GIVEN PASSAGE.
+--

Sequence Analysis of Antisense Nucleic Acid Using a MALDI-8030 Benchtop MALDI-TOF Mass Spectrometer

Importance of the Topic

Nucleic acid therapeutics have emerged as a promising pharmaceutical modality due to their ability to target genetic sequences directly. Reliable quality control and sequence verification are critical in drug development and manufacturing. Traditional sequencing via tandem MS and MS/MS can be laborious and complex. The development of matrix-assisted laser desorption ionization in-source decay (MALDI-ISD) on benchtop instruments offers a streamlined alternative for routine sequencing of modified oligonucleotides.

Objectives and Study Overview

This study evaluates the performance of the Shimadzu MALDI-8030 benchtop linear MALDI-TOF mass spectrometer for direct sequencing of antisense oligonucleotides. Three model synthetic antisense nucleic acid therapeutics mipomersen, nusinersen and inotersen were analyzed to demonstrate the feasibility of MALDI-ISD in negative-ion mode.

Methodology and Instrumentation Used

• Sample Preparation: Each oligonucleotide was dissolved to 0.1 mg/mL (13–14 pmol/µL). A 0.5 µL aliquot was mixed on-target with 0.5 µL of matrix solution.
• Matrices: Two MALDI matrices were tested: THAP (2′,4′,6′-Trihydroxyacetophenone monohydrate) and HPA (2-Hydroxypicolinic acid), each at 40 mg/mL in 50 % acetonitrile with 40 mM ammonium citrate dibasic.
• Instrument Settings: Shimadzu MALDI-8030, linear negative-ion mode, laser power tuned for in-source decay, ion gate blanking at 500 µs, external calibration with lock mass at 7175.7 Da.

Main Results and Discussion

• Intact Ions: All three antisense oligonucleotides produced dominant deprotonated molecular ions [M-H]- with minimal cation adduct formation, thanks to ammonium citrate suppression.
• Fragmentation Patterns: MALDI-ISD generated clear a-series ions from the 5′ terminus and w-series ions from the 3′ terminus. These consecutive fragments allowed unambiguous sequence assignment despite chemical modifications such as 2′-MOE and phosphorothioate linkages.
• Matrix Comparison: HPA outperformed THAP for in-source decay fragment ion yield and spectral clarity, enabling more complete sequence coverage.
• Sequencing Capability: The linear TOF configuration of the MALDI-8030, lacking tandem MS capability, still provided sufficient fragmentation information for internal sequence confirmation.

Benefits and Practical Application of the Method

• Simplified Workflow: Direct in-source decay sequencing eliminates the need for complex MS/MS interpretation and collision-induced dissociation.

+--

EXTRACTED MATERIAL.

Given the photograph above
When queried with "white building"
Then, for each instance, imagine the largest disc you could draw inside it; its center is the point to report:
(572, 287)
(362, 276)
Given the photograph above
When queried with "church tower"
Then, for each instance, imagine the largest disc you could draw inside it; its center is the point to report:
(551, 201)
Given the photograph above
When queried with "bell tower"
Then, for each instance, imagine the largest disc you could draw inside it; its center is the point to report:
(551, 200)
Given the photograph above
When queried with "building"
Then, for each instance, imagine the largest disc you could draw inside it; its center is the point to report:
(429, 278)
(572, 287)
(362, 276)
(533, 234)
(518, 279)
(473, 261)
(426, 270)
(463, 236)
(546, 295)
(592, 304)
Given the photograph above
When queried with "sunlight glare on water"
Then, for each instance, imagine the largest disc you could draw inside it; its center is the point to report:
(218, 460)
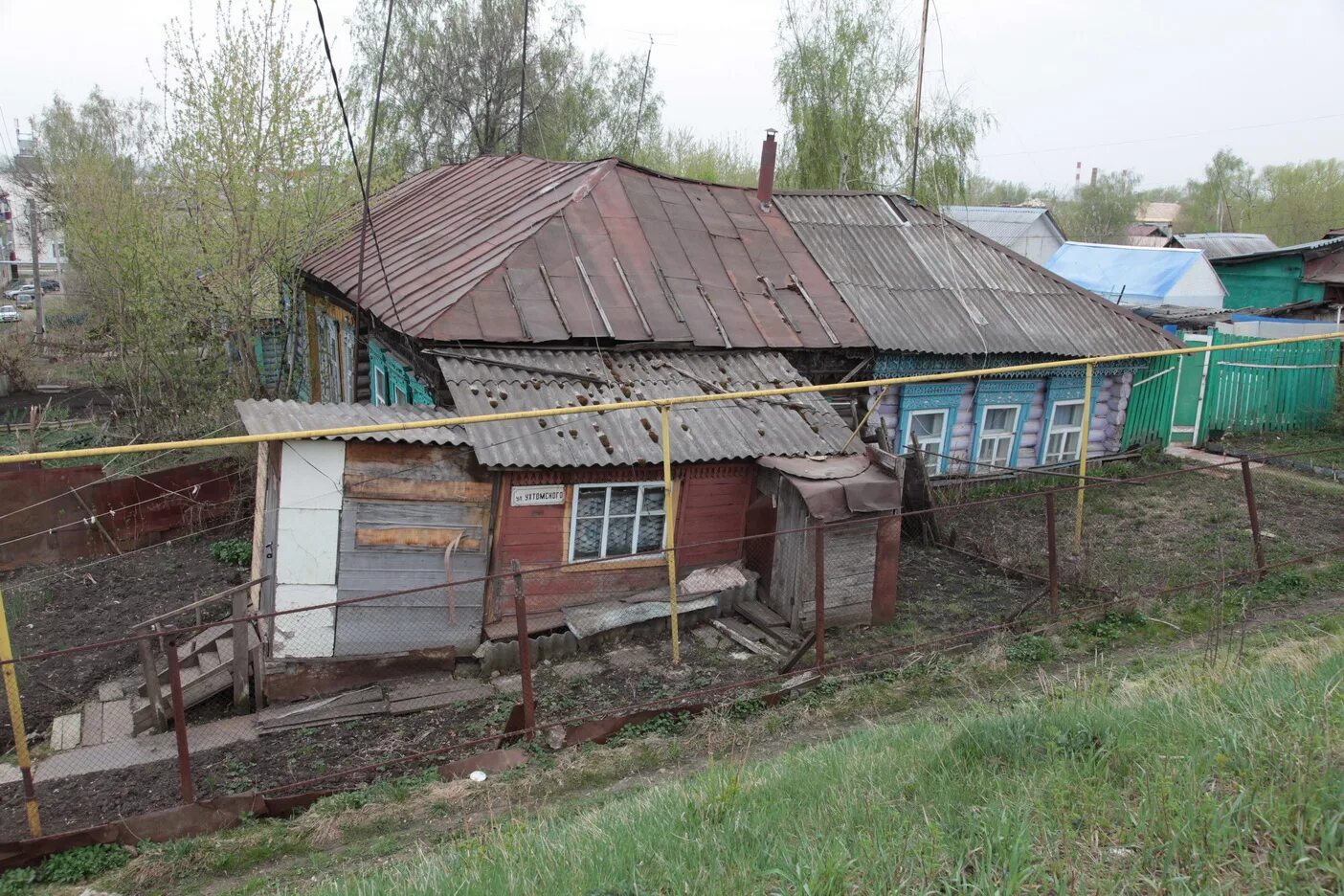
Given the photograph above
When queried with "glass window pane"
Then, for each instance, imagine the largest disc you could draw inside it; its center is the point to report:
(927, 425)
(654, 499)
(592, 502)
(588, 539)
(1000, 419)
(651, 532)
(624, 500)
(1067, 415)
(619, 535)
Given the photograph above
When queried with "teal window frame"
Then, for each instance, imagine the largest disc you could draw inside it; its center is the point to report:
(930, 396)
(1000, 393)
(1061, 390)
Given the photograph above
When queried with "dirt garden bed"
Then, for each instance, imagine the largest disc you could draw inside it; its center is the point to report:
(941, 593)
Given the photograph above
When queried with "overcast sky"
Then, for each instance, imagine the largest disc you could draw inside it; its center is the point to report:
(1148, 85)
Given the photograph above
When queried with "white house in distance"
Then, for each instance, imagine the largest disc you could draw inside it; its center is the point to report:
(1141, 274)
(1027, 230)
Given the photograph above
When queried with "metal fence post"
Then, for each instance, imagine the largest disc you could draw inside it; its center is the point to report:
(179, 722)
(669, 531)
(525, 652)
(20, 735)
(1054, 555)
(885, 571)
(1082, 461)
(818, 536)
(1254, 516)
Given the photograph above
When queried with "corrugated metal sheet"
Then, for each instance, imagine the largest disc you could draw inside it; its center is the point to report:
(800, 425)
(1226, 245)
(1000, 223)
(289, 416)
(922, 283)
(522, 250)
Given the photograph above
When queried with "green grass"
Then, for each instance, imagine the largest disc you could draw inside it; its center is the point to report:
(1328, 445)
(1194, 779)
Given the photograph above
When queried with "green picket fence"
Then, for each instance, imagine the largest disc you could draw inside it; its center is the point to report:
(1247, 390)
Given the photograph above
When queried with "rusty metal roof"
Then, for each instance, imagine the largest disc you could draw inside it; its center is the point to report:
(480, 383)
(509, 249)
(921, 282)
(1226, 245)
(289, 416)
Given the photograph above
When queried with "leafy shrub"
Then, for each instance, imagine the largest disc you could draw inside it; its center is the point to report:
(80, 864)
(1110, 626)
(16, 880)
(232, 551)
(1031, 648)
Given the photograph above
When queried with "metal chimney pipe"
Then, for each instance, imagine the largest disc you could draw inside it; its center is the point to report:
(765, 180)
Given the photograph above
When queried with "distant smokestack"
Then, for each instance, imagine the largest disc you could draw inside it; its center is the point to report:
(765, 180)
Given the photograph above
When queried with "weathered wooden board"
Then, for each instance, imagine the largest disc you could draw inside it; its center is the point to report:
(394, 489)
(415, 538)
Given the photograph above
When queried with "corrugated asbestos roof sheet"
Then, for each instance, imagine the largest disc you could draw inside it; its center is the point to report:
(922, 283)
(289, 416)
(1226, 245)
(1000, 223)
(1138, 272)
(791, 426)
(509, 249)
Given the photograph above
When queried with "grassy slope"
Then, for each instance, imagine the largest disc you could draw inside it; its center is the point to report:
(1194, 781)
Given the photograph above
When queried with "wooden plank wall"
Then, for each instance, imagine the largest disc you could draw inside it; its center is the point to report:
(405, 505)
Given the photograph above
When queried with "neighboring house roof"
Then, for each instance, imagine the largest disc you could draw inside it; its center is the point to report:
(1157, 213)
(672, 260)
(1226, 245)
(485, 380)
(1133, 272)
(1323, 258)
(922, 283)
(1001, 223)
(268, 416)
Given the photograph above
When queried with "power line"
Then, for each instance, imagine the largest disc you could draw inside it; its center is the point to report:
(359, 176)
(1147, 140)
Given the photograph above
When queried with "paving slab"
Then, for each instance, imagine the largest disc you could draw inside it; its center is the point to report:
(507, 683)
(581, 669)
(631, 659)
(65, 731)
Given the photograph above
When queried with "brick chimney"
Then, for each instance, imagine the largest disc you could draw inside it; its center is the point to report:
(765, 180)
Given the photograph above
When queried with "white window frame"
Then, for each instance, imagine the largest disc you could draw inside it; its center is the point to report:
(606, 520)
(1051, 432)
(941, 442)
(977, 463)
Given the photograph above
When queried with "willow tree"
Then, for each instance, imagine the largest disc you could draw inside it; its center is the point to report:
(845, 76)
(456, 83)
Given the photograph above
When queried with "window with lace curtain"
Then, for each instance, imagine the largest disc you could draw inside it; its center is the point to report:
(617, 520)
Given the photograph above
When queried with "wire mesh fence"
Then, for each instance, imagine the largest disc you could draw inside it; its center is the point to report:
(559, 653)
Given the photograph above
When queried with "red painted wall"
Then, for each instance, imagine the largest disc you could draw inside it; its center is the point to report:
(711, 505)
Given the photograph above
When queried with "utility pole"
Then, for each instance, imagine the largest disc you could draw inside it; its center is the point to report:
(638, 116)
(39, 324)
(914, 156)
(522, 83)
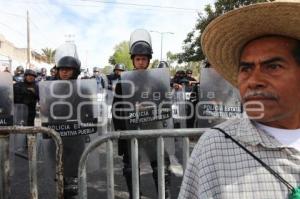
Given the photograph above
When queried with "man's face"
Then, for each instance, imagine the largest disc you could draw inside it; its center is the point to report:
(95, 73)
(30, 78)
(270, 75)
(118, 72)
(65, 73)
(141, 62)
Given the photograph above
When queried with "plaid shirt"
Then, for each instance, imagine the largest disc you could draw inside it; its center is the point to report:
(219, 168)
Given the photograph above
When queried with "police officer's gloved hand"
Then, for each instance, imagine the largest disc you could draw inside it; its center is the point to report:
(70, 187)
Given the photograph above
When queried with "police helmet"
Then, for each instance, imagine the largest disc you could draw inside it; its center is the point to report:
(20, 70)
(96, 69)
(30, 72)
(140, 43)
(69, 62)
(120, 67)
(189, 71)
(163, 64)
(141, 48)
(43, 71)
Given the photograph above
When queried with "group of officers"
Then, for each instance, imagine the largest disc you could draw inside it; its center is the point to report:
(69, 68)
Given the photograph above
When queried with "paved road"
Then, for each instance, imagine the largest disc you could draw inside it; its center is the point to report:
(96, 178)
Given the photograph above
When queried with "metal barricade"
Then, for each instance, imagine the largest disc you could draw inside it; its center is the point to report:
(31, 133)
(134, 135)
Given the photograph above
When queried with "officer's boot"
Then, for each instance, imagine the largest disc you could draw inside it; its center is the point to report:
(127, 172)
(70, 187)
(167, 177)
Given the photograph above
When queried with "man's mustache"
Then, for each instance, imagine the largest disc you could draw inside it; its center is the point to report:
(258, 93)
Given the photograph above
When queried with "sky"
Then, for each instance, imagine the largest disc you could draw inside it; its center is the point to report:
(97, 26)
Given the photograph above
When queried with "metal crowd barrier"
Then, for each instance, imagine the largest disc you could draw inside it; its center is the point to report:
(134, 135)
(31, 133)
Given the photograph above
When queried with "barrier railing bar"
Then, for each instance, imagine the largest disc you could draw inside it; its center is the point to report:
(135, 169)
(110, 169)
(161, 165)
(128, 134)
(4, 167)
(186, 151)
(32, 159)
(5, 130)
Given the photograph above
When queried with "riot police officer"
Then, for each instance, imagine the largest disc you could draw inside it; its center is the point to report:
(27, 93)
(163, 64)
(53, 74)
(141, 54)
(99, 78)
(68, 68)
(19, 74)
(113, 77)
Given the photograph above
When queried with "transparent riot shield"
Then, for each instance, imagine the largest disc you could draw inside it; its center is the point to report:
(179, 108)
(71, 108)
(147, 104)
(66, 49)
(218, 100)
(147, 94)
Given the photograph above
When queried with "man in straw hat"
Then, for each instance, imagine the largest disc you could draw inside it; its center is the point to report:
(257, 49)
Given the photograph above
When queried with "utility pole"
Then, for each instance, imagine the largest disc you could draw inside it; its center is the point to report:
(161, 40)
(28, 42)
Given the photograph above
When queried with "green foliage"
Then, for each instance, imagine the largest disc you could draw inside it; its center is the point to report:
(121, 55)
(49, 55)
(192, 47)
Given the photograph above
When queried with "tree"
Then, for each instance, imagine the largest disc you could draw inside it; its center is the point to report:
(154, 63)
(107, 70)
(49, 54)
(192, 50)
(121, 55)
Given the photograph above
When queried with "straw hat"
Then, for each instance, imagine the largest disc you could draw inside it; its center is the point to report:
(224, 38)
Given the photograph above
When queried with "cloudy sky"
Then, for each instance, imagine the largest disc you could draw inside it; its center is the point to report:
(97, 26)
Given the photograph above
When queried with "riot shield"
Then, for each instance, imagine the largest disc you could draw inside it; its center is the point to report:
(6, 102)
(147, 94)
(69, 107)
(179, 108)
(147, 102)
(218, 100)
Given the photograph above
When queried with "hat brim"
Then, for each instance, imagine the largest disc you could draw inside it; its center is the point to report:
(224, 38)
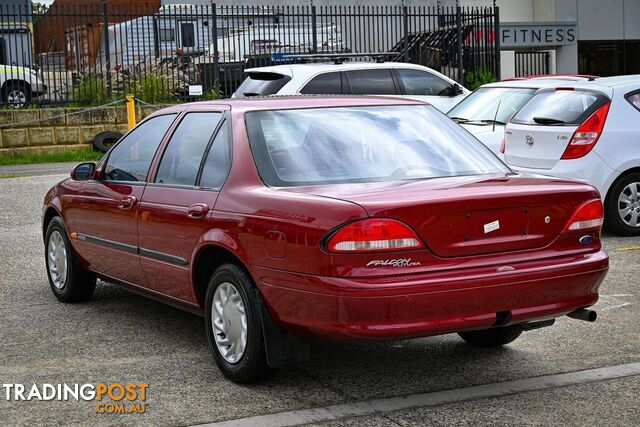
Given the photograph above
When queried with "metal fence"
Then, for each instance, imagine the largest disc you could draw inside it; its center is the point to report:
(531, 63)
(87, 55)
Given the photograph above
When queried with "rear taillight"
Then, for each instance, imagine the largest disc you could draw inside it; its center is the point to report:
(586, 136)
(373, 235)
(588, 216)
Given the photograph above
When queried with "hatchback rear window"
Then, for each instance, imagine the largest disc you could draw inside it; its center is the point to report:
(634, 99)
(363, 144)
(262, 84)
(559, 107)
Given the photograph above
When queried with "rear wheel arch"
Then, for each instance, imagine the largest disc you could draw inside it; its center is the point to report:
(612, 220)
(208, 258)
(621, 176)
(49, 214)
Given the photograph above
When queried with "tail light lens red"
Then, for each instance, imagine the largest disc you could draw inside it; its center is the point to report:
(586, 136)
(373, 235)
(588, 216)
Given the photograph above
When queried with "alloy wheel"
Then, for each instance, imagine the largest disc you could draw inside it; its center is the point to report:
(629, 204)
(57, 256)
(229, 321)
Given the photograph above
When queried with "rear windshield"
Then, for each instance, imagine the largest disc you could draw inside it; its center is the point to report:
(363, 144)
(634, 99)
(491, 103)
(559, 107)
(262, 84)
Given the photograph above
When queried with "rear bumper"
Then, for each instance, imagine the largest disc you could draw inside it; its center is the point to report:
(418, 305)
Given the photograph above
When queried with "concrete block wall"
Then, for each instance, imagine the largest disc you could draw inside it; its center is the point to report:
(60, 129)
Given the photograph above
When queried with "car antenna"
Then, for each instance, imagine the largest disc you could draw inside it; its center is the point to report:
(495, 117)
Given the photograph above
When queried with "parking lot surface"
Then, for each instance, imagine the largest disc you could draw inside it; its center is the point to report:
(120, 337)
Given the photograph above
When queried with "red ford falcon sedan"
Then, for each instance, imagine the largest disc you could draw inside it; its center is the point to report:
(342, 218)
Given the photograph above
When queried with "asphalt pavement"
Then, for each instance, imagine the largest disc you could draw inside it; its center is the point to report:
(120, 337)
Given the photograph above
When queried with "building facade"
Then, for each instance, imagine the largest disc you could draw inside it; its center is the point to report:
(599, 37)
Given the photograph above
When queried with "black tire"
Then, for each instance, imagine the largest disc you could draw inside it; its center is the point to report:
(104, 140)
(78, 284)
(494, 337)
(613, 221)
(11, 87)
(252, 365)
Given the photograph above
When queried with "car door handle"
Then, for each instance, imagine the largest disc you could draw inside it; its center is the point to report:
(198, 210)
(127, 202)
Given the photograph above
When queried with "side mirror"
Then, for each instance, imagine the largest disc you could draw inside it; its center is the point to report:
(83, 171)
(455, 90)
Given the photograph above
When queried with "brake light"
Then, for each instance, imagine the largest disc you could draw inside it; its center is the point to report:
(589, 215)
(586, 136)
(373, 235)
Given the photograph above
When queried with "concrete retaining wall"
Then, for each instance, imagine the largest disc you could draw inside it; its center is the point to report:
(41, 130)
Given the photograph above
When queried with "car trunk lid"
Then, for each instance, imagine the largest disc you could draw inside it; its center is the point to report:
(466, 216)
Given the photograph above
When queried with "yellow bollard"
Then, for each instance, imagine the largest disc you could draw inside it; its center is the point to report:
(131, 111)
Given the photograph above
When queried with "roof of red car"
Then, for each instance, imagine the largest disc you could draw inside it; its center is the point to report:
(285, 102)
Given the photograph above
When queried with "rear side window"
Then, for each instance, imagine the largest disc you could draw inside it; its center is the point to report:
(218, 162)
(559, 107)
(187, 34)
(262, 84)
(131, 158)
(324, 84)
(371, 82)
(418, 82)
(634, 99)
(182, 158)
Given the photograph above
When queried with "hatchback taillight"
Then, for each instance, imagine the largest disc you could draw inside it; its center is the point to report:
(586, 136)
(589, 215)
(373, 235)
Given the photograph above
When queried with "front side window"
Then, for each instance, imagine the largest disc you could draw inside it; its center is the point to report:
(491, 103)
(324, 84)
(371, 82)
(363, 144)
(182, 158)
(559, 107)
(131, 158)
(418, 82)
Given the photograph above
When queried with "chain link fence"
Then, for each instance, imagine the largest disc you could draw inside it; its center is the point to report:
(93, 53)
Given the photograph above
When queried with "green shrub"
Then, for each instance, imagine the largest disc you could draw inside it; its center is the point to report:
(92, 90)
(478, 77)
(152, 88)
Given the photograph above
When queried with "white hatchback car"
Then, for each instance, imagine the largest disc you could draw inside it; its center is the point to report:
(354, 78)
(588, 132)
(485, 112)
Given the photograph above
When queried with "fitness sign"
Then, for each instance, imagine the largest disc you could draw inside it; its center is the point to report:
(114, 398)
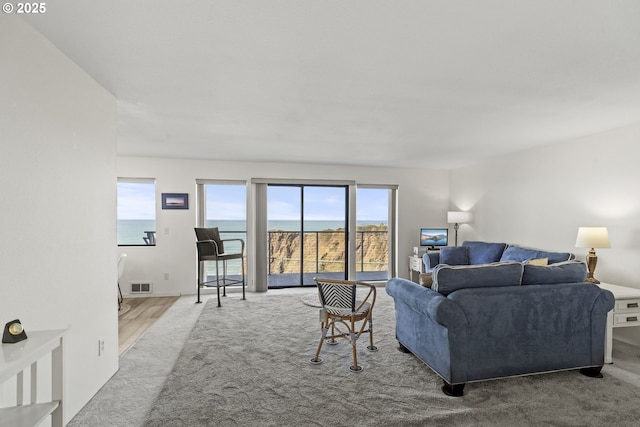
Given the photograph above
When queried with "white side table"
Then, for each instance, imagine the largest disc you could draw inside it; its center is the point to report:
(24, 355)
(625, 313)
(415, 265)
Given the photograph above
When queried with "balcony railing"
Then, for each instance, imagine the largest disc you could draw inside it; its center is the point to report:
(324, 251)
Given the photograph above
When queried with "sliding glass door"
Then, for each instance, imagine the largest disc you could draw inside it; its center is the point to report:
(373, 236)
(307, 233)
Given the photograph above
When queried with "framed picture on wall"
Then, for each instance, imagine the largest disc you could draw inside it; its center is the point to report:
(175, 201)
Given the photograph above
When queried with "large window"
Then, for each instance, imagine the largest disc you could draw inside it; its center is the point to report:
(372, 233)
(223, 204)
(136, 212)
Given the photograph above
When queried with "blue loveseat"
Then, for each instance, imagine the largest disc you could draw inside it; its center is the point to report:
(473, 252)
(480, 322)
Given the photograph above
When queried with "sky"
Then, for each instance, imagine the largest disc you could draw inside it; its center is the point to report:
(228, 202)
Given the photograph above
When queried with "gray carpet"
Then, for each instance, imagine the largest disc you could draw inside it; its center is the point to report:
(247, 364)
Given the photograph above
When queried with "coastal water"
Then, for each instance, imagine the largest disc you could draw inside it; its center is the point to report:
(132, 231)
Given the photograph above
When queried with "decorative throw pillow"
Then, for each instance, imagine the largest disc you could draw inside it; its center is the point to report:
(537, 261)
(562, 272)
(449, 278)
(454, 255)
(484, 252)
(521, 254)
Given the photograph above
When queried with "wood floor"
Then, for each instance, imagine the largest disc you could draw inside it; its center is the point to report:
(143, 312)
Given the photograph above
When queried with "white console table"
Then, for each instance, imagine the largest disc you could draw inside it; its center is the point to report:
(625, 313)
(14, 360)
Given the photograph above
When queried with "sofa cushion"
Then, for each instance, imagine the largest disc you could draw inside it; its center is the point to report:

+--

WHAT TO DO.
1. In the passage on antisense nucleic acid sequencing, which of the two tested matrices gave the higher in-source decay fragment ion yield?
2. Decide whether each statement agrees with the passage on antisense nucleic acid sequencing. Answer yes or no, and quote the words from the passage that settle it.
(a) The three oligonucleotides were analyzed in positive-ion mode.
(b) Each matrix was prepared at a concentration of 40 mg/mL.
(c) The MALDI-8030 can perform tandem MS.

ANSWERS TO THE EXERCISES.
1. HPA (2-Hydroxypicolinic acid) gave the higher yield.

2.
(a) No: "to demonstrate the feasibility of MALDI-ISD in negative-ion mode"
(b) Yes: "each at 40 mg/mL in 50 % acetonitrile with 40 mM ammonium citrate dibasic"
(c) No: "lacking tandem MS capability"